## Items from a dataset
▼▼▼

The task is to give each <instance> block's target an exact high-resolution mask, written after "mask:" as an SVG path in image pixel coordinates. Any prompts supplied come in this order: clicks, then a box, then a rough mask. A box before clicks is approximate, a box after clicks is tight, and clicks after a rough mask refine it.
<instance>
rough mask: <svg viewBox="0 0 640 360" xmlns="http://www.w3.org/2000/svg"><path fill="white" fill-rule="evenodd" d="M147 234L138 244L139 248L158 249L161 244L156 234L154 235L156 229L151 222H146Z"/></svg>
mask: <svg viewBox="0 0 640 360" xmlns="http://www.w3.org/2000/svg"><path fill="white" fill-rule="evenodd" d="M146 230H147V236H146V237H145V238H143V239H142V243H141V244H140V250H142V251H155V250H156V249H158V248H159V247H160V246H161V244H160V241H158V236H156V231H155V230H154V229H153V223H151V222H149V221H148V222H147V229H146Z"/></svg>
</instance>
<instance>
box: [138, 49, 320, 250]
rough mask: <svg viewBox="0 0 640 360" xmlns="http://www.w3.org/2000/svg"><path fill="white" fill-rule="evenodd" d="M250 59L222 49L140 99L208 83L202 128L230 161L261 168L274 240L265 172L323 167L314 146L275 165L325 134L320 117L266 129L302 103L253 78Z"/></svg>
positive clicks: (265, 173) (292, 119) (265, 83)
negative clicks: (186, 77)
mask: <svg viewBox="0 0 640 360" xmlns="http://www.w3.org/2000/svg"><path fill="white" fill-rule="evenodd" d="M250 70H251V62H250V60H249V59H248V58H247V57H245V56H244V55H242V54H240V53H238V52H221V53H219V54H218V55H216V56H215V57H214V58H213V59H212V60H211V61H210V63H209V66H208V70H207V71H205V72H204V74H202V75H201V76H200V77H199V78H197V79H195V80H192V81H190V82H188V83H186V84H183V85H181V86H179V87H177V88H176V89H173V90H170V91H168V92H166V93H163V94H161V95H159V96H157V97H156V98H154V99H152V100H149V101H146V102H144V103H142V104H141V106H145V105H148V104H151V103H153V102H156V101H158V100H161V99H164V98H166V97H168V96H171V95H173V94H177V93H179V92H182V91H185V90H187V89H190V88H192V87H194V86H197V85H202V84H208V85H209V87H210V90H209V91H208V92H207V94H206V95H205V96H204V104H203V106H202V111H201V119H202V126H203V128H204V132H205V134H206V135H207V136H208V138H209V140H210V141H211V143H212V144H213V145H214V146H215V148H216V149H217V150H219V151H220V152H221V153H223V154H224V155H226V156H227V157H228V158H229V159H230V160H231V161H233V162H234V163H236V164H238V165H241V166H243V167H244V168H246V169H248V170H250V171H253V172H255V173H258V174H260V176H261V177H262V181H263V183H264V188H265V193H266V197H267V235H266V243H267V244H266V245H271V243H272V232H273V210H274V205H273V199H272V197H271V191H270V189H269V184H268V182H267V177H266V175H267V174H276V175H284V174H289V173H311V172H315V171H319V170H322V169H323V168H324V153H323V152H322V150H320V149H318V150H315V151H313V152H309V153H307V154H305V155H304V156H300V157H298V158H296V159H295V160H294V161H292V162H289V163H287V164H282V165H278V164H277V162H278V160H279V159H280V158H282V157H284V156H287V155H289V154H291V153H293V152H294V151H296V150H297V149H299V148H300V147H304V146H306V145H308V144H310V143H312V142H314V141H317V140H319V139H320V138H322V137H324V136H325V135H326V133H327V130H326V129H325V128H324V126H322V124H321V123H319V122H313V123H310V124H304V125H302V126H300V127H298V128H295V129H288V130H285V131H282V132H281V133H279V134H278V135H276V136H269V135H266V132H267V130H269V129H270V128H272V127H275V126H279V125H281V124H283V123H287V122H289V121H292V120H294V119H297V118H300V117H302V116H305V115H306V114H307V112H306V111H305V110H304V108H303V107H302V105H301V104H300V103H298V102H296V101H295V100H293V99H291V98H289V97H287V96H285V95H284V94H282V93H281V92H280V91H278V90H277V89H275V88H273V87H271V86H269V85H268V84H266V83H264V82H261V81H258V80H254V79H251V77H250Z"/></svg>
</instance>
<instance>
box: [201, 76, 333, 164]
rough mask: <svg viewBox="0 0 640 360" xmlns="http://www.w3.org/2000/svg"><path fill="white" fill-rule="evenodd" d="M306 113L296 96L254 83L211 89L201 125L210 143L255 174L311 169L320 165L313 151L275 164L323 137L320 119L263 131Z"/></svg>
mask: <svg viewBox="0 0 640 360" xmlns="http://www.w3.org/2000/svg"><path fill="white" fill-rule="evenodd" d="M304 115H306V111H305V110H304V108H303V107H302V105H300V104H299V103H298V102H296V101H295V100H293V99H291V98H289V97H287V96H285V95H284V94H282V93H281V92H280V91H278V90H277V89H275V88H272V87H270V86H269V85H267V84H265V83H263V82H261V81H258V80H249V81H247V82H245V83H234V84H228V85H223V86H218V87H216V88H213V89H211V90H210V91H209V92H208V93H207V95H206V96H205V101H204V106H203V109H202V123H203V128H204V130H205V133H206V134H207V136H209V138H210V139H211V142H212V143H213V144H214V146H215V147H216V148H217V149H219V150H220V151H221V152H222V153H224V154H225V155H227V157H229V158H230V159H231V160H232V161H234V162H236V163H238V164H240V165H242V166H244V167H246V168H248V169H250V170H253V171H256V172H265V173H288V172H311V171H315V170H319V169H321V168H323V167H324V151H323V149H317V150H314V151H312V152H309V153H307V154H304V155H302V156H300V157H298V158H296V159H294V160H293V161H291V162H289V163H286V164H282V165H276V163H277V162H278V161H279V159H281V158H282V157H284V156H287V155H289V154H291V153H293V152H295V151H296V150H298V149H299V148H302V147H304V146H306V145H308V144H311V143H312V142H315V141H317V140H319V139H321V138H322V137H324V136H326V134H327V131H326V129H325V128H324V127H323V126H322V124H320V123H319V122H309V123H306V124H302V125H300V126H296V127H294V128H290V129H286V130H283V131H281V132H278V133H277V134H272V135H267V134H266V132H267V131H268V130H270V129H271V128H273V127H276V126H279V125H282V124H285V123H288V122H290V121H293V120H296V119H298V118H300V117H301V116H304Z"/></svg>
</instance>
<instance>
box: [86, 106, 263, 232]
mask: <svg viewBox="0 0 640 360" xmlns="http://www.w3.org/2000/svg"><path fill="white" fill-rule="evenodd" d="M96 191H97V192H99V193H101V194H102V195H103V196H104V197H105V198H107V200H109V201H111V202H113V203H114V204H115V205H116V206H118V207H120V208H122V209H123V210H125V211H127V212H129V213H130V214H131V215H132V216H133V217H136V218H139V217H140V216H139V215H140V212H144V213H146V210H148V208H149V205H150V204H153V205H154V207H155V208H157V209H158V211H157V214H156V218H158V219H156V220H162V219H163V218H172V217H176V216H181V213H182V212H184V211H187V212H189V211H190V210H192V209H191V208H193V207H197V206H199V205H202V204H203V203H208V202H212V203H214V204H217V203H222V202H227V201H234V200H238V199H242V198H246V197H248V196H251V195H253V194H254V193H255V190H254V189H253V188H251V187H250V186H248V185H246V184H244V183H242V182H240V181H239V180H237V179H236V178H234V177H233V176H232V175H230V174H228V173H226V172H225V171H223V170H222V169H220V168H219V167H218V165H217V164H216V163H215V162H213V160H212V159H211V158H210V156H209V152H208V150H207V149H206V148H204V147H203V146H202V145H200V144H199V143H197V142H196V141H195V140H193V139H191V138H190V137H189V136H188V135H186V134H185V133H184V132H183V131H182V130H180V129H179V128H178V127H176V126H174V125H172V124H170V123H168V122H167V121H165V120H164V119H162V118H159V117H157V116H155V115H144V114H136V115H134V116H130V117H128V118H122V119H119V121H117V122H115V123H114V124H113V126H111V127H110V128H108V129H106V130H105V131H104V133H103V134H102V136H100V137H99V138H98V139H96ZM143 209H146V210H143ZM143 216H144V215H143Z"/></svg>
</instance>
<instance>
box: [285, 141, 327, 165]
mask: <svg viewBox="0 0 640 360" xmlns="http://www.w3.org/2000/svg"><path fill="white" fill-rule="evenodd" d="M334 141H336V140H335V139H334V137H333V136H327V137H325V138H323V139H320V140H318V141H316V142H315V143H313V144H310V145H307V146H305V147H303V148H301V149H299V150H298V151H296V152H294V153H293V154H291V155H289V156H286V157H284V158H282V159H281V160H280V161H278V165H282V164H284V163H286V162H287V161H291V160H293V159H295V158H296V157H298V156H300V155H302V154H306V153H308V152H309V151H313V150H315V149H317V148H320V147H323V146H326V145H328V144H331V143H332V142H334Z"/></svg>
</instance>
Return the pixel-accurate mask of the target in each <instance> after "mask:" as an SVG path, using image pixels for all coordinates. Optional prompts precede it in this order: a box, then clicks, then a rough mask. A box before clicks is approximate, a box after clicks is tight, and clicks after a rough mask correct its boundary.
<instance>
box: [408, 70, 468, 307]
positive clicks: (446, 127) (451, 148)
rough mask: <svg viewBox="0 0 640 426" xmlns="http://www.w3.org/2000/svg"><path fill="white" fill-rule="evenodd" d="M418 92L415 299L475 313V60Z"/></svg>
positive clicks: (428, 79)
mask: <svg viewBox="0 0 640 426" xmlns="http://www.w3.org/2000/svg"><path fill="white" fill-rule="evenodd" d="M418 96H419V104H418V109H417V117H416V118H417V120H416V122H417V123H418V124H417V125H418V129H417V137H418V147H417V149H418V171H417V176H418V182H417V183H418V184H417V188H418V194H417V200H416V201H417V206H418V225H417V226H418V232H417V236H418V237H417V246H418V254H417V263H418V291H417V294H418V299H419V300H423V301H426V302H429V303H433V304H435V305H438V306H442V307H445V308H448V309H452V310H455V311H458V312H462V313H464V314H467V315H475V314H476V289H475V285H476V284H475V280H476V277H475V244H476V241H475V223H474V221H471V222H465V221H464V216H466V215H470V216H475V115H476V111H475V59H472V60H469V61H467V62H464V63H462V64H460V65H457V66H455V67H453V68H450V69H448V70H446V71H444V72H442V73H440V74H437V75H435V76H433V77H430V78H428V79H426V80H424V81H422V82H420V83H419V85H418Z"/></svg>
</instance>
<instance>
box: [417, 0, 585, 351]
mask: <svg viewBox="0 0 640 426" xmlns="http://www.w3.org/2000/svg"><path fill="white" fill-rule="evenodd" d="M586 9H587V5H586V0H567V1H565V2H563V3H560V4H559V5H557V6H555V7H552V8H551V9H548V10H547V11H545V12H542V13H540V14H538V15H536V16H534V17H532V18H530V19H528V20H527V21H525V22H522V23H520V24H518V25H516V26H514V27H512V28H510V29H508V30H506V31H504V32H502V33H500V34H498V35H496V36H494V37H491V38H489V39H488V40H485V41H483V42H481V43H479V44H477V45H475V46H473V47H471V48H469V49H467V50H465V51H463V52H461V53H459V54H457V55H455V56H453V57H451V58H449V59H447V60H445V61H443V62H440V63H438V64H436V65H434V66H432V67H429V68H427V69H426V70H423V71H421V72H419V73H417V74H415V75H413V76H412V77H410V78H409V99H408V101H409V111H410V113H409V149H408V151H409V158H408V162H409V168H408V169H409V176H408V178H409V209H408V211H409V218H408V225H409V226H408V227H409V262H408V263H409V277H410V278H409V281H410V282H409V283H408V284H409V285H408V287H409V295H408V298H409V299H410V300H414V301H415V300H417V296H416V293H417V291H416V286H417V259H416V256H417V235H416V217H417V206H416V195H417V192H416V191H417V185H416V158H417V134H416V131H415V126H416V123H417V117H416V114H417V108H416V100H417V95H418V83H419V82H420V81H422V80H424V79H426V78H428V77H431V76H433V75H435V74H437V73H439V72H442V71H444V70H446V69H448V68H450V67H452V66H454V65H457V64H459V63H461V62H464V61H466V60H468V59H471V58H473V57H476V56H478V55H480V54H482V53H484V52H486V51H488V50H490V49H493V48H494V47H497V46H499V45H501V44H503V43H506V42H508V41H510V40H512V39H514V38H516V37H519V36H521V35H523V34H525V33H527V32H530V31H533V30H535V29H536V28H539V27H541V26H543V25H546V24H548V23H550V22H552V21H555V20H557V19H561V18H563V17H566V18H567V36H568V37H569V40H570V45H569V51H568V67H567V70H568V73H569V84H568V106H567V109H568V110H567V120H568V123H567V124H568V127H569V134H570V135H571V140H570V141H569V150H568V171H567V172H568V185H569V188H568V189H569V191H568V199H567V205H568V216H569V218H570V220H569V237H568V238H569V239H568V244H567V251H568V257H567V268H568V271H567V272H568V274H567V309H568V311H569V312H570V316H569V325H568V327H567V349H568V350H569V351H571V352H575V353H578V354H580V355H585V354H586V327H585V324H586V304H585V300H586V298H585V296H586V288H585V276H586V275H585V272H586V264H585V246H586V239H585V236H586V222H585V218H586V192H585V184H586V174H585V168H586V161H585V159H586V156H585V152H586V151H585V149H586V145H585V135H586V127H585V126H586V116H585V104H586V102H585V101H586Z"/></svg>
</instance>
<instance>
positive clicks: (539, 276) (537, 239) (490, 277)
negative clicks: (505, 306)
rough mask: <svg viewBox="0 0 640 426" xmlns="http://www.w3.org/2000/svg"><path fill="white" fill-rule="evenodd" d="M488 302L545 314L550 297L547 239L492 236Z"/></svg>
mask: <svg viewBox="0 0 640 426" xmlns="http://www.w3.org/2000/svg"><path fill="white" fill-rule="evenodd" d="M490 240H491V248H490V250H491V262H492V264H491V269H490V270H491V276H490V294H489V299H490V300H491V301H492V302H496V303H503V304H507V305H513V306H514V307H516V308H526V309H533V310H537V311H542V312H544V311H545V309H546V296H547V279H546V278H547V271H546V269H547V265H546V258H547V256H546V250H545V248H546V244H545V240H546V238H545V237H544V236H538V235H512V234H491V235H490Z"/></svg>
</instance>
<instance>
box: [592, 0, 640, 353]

▲▲▲

## INSTRUCTIONS TO FOLLOW
Copy the material from its start through the line containing "234L138 244L139 248L158", swapping "rough mask" for "coarse mask" and keeping everything else the same.

## OUTPUT FOR THIS TASK
The task is to give each <instance> block's target an exact high-resolution mask, written after "mask:" as an SVG path in image pixel coordinates. Any prompts supplied come in this order: clicks, then a box, then a coarse mask. A box before clicks is approximate, a box after clicks is tight, and clicks after a coarse mask refine it.
<instance>
coarse mask: <svg viewBox="0 0 640 360" xmlns="http://www.w3.org/2000/svg"><path fill="white" fill-rule="evenodd" d="M147 234L138 244L139 248L158 249L161 244L156 234L154 235L156 229L151 222H146Z"/></svg>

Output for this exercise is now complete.